La vigne - n°125 - octobre 2001 - page 0

Sans arsénite, il faut remplacer les manquants. Cette stratégie, coûteuse, pourrait conduire à un rajeunissement du vignoble.

C'est au début du XXe siècle, en observant des vignes traitées en hiver contre la pyrale à l'aide d'arsenicaux alcalins, que l'efficacité de ces produits vis-à-vis de l'esca a été découverte. Jusqu'alors, les produits dérivés de l'arsenic étaient utilisés comme insecticides. Aujourd'hui, l'arsénite de sodium ne s'utilise plus que sur la vigne. Mais face à sa toxicité, de nombreux pays l'ont banni. Seuls le Portugal, la France et l'Afrique du Nord, selon certains, l'utilisent encore. L'Espagne lui accorde parfois une dérogation. En France, à la fin des années 90, un tiers des surfaces était régulièrement traité.
Le mode d'action de l'arsénite de sodium reste méconnu. Mais, utilisé deux années sur trois, il stoppe l'expression des symptômes sans éradiquer la maladie. Une étude, conduite dans le vignoble charentais il y a plusieurs années, tente d'appréhender l'évolution de la maladie après l'arrêt des traitements. L'essai a été mené sur de l'ugni blanc d'une vingtaine d'années, planté à 3 400 pieds/ha. La parcelle avait présenté des symptômes d'esca en 1987, sur environ 20 % des souches, en raison de l'absence de traitements les années précédentes.
================================
• [Consigne]
Répondez aux questions suivantes d'après le texte sur l'arsénite de sodium.
1. Contre quel ravageur les vignes observées au début du XXe siècle étaient-elles traitées en hiver ?
2. En France, à la fin des années 90, quelle part des surfaces était régulièrement traitée ?
3. Sur quel cépage l'essai mené dans le vignoble charentais a-t-il porté ?
================================
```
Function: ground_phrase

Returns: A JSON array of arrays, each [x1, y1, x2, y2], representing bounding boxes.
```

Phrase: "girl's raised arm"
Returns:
================================
• [Corrigé]
1. Contre la pyrale.
2. Un tiers des surfaces.
3. Sur de l'ugni blanc.